┌────────

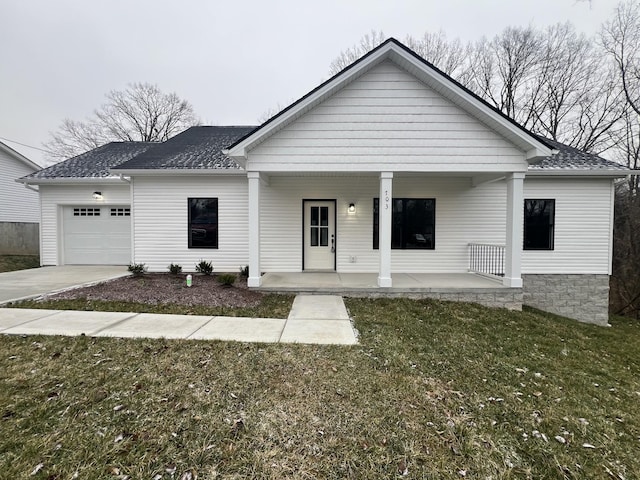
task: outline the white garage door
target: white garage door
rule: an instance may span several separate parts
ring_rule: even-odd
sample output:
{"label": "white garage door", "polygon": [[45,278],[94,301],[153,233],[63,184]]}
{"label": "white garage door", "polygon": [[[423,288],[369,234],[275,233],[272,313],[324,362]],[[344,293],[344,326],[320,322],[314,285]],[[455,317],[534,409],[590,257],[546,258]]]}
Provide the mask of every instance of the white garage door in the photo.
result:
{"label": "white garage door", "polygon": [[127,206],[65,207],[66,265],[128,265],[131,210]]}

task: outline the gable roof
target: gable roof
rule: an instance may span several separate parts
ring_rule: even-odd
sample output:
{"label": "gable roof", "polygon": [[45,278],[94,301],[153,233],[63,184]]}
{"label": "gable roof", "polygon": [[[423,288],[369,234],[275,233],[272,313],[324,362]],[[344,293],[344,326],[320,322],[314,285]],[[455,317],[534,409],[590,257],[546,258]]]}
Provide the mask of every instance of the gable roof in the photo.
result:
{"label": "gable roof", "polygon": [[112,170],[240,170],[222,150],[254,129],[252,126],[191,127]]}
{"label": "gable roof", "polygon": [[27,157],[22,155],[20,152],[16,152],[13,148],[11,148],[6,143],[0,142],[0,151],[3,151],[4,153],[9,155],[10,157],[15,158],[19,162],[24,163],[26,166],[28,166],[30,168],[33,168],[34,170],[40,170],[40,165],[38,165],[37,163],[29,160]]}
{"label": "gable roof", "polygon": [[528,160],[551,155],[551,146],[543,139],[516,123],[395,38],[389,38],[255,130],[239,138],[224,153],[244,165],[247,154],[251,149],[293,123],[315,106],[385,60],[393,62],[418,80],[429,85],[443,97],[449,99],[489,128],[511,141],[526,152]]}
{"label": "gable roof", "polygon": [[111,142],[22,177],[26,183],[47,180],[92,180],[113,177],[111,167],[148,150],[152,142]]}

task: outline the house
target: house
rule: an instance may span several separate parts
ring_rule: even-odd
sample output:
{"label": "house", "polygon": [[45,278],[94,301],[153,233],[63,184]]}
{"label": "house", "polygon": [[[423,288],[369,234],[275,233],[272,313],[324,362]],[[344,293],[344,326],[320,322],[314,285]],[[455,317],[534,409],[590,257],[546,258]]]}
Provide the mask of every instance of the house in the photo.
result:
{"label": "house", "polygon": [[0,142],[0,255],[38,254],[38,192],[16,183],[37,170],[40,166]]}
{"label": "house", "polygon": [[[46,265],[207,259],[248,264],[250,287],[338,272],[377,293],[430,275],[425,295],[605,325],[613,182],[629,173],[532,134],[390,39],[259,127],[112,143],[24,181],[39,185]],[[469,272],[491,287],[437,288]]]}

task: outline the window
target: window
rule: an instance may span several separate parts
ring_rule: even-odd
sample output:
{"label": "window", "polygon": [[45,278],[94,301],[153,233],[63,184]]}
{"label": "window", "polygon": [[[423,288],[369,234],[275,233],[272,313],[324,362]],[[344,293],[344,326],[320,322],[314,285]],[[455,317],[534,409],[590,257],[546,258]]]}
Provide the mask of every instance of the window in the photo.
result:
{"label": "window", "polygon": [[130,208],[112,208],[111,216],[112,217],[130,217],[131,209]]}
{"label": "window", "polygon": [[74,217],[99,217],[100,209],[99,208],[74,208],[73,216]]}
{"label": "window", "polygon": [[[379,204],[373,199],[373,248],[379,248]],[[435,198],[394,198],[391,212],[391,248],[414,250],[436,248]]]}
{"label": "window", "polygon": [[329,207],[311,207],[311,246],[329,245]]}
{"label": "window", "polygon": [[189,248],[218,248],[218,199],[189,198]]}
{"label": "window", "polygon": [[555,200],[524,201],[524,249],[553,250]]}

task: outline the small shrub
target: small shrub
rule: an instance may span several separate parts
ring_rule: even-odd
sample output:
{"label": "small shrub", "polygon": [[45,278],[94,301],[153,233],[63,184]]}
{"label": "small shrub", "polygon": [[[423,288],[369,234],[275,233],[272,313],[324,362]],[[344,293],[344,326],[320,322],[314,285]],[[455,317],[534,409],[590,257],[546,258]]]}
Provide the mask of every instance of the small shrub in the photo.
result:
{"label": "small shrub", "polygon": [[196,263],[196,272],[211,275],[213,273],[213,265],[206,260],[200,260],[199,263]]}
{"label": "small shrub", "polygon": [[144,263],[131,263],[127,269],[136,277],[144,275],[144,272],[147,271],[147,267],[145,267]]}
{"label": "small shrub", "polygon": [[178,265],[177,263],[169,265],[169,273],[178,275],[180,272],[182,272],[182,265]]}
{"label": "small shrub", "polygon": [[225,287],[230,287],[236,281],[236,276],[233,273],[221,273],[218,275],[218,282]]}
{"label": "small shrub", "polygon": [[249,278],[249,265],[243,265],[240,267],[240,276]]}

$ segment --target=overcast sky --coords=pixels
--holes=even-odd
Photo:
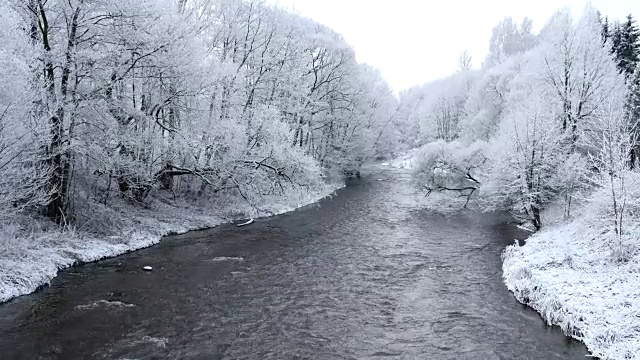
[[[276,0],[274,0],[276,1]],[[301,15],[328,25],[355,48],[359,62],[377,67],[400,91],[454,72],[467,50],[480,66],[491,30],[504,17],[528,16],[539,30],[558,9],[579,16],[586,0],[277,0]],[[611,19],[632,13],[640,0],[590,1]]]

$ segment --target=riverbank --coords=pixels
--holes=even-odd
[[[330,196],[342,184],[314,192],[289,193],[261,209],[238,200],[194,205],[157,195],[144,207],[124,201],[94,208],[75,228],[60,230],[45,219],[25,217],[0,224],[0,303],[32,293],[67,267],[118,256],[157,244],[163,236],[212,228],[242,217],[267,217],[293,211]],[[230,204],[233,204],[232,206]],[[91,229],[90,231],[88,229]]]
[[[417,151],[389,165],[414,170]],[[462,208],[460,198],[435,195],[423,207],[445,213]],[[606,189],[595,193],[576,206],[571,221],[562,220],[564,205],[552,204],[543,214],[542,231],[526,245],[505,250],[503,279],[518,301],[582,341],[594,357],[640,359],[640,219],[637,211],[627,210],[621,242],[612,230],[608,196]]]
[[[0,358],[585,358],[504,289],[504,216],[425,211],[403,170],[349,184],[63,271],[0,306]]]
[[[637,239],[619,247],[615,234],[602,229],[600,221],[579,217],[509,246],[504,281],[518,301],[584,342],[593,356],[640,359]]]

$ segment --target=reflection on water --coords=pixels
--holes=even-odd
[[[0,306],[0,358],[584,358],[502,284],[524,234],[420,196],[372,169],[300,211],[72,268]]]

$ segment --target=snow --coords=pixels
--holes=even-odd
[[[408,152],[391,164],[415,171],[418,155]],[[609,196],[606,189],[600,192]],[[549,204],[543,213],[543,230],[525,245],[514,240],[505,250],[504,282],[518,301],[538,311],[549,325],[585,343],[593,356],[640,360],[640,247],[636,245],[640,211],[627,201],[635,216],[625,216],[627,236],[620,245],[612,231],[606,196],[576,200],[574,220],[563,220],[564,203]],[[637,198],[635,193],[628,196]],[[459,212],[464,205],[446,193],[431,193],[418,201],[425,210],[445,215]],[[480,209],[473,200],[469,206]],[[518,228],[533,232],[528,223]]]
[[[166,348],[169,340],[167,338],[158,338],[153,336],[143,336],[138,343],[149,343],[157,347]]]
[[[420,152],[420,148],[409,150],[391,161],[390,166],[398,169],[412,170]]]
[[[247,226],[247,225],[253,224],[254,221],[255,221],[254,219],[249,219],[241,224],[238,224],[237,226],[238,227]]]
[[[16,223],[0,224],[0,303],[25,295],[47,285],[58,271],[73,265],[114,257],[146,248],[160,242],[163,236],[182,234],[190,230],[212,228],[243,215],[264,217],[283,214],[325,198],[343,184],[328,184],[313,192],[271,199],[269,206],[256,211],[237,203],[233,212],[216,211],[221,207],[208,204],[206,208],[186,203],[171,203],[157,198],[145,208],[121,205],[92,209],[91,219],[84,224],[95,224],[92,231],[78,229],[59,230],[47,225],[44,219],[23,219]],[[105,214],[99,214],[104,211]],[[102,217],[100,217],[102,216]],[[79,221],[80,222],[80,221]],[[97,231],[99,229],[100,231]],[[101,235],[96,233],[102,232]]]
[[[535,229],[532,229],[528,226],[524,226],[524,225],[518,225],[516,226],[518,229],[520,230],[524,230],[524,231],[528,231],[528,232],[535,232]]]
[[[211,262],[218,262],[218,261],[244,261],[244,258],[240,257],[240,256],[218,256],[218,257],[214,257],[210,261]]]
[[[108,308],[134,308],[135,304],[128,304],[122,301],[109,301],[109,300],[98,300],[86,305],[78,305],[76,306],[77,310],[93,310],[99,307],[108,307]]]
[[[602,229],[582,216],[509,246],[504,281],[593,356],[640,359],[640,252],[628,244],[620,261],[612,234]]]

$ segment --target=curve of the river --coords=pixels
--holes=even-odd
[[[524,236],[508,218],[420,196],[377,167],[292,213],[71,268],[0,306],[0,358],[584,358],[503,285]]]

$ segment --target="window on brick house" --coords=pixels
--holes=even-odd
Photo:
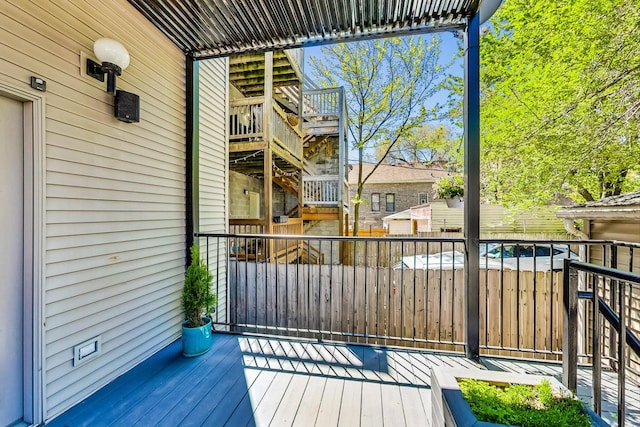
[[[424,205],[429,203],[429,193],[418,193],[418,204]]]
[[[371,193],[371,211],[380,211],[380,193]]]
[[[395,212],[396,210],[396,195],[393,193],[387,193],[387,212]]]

└────────

About this exercise:
Return from the data every line that holds "target".

Reply to the exercise:
target: white garage door
target: gable roof
target: house
target: window
target: small shrub
$ segment --target=overcast sky --coords=pixels
$ segment --target=riverbank --coords=pixels
$ segment --target=reflection on water --coords=pixels
$ segment --target=snow --coords=pixels
$ segment --target=curve of the river --coords=pixels
$ segment --target="window on brick house" --coords=pixels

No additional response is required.